[Named object pointing entries]
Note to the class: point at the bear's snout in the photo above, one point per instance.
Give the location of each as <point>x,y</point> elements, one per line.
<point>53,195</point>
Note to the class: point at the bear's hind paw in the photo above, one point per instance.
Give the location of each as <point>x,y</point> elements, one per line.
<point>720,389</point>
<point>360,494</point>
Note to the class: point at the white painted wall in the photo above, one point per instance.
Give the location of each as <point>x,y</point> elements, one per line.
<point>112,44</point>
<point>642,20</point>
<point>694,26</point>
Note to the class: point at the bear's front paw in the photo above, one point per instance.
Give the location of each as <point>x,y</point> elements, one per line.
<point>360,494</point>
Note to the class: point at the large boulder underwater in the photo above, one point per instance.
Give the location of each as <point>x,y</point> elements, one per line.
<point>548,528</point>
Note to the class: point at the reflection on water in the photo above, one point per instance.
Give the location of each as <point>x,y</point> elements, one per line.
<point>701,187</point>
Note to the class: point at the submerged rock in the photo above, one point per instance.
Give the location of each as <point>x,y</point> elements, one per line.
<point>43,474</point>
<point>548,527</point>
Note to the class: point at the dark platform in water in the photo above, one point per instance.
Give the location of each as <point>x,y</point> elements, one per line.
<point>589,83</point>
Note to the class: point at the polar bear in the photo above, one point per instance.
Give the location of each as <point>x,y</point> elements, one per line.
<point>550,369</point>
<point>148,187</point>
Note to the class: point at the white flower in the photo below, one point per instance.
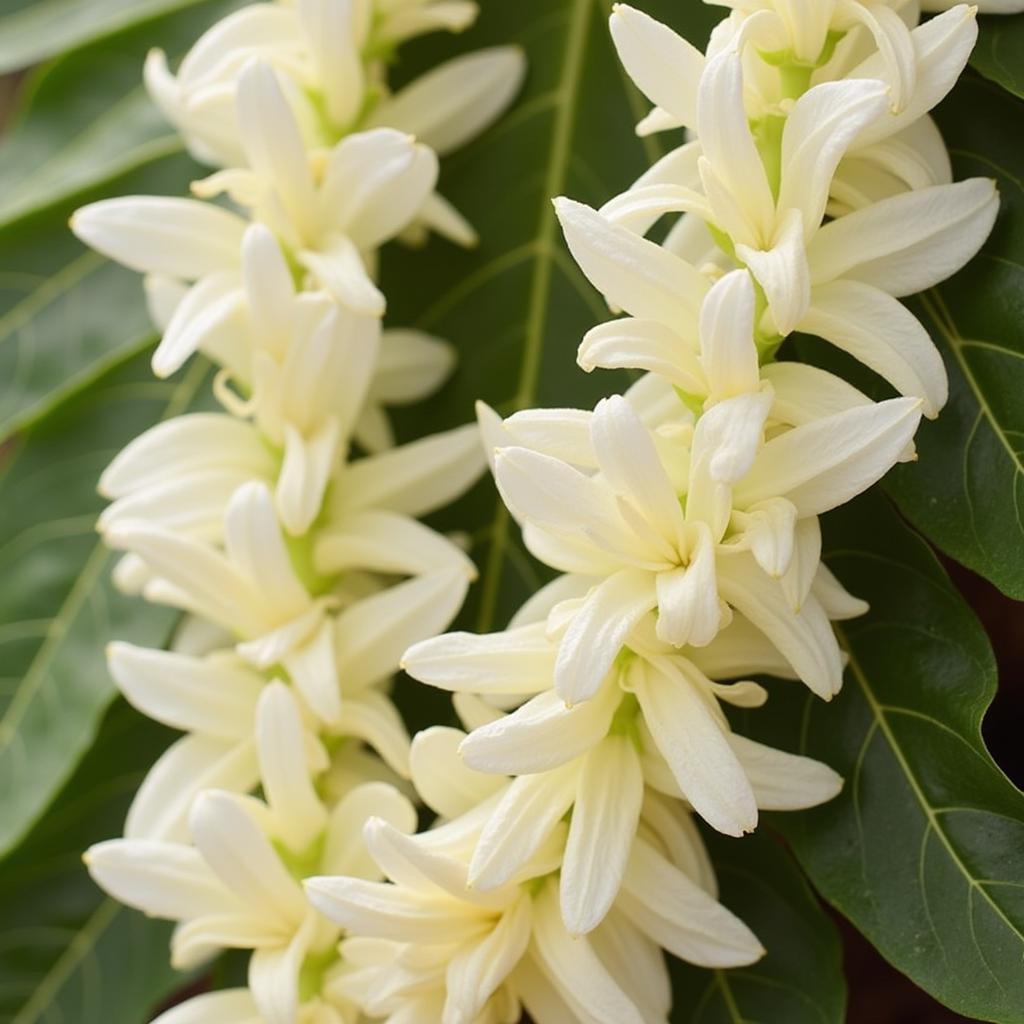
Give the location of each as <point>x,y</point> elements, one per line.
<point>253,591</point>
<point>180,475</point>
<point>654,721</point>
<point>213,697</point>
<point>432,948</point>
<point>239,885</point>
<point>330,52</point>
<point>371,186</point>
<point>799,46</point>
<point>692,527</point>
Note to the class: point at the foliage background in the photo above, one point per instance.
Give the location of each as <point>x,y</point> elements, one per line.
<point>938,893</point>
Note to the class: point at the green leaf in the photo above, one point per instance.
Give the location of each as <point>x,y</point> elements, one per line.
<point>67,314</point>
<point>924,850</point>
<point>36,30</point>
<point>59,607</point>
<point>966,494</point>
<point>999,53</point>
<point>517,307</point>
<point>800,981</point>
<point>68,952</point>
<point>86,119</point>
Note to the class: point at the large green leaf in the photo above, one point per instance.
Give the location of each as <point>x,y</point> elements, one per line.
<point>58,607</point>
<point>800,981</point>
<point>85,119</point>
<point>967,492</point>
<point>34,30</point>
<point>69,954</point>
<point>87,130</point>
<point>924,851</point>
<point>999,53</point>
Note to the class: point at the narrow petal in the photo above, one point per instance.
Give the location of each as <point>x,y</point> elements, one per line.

* * *

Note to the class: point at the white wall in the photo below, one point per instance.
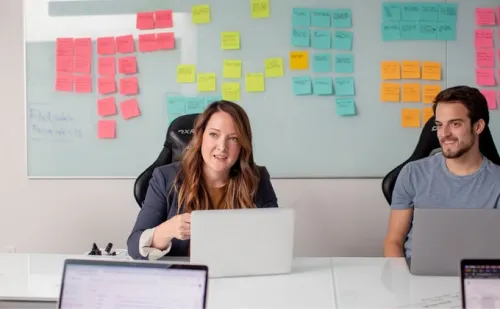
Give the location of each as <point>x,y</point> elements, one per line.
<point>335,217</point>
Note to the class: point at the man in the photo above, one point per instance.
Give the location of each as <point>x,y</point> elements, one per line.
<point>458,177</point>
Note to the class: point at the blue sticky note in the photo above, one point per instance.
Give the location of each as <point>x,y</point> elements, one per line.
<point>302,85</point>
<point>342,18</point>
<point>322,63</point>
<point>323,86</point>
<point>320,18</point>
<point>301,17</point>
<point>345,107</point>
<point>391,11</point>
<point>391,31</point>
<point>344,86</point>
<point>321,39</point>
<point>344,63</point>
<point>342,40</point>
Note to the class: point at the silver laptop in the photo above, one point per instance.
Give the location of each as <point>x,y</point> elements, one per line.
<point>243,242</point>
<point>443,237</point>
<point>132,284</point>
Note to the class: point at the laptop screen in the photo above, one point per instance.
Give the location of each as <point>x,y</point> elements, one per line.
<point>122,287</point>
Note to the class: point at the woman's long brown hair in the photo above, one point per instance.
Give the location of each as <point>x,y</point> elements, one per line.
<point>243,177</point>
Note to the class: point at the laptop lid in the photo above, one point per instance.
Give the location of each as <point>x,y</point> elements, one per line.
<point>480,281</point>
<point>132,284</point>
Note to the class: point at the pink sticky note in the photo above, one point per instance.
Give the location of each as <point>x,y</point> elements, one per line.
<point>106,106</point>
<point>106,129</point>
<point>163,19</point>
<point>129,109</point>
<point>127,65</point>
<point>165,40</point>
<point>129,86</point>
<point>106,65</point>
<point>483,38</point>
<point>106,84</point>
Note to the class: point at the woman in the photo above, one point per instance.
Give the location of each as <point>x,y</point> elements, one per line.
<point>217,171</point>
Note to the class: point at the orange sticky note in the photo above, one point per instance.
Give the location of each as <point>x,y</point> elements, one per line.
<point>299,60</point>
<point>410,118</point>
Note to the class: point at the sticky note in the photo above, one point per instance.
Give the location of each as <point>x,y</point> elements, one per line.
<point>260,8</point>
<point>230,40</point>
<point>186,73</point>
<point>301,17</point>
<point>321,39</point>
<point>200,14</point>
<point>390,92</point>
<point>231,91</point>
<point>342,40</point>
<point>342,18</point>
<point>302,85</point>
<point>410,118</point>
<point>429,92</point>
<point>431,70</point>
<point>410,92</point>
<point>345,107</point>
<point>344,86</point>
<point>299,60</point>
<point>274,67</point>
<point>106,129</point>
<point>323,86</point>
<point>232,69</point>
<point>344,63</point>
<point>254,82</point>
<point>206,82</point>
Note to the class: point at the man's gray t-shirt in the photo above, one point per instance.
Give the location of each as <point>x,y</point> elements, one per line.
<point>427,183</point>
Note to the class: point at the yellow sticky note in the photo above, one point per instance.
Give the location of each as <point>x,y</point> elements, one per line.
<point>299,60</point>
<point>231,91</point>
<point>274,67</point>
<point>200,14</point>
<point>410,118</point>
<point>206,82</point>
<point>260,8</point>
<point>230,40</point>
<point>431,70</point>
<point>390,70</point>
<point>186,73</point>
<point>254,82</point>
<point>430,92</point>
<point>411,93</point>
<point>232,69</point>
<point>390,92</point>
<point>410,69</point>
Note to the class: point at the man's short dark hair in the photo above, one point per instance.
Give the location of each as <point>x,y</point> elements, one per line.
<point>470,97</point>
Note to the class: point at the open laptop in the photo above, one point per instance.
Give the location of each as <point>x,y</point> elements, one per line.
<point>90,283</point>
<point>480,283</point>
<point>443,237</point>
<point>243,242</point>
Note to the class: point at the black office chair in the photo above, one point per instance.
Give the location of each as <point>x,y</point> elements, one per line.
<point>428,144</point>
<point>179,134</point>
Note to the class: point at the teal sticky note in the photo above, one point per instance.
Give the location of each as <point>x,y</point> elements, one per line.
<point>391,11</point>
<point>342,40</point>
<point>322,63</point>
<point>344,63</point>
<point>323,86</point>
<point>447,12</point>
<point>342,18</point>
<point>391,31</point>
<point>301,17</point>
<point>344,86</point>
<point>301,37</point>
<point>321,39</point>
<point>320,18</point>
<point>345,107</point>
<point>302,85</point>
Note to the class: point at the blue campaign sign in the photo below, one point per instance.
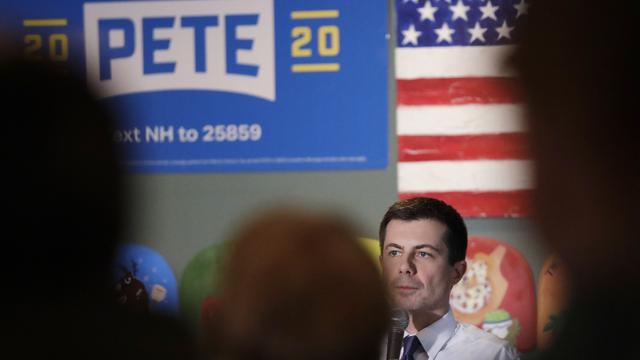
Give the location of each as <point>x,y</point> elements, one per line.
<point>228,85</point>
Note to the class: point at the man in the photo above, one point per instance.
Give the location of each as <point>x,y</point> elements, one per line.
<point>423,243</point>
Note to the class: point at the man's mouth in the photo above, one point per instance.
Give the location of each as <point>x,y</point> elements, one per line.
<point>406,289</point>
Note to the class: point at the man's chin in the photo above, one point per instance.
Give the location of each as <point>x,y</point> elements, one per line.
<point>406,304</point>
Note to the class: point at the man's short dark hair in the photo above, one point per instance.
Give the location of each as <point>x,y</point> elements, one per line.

## Written task
Find every line in the records containing the string "wall", matching case exactly, and copy each of those lines.

## Expected answer
Note to the class: point at the white painted wall in the photo above, one point per instance.
Note to the class: point at the white wall in the photo below, one point per instance.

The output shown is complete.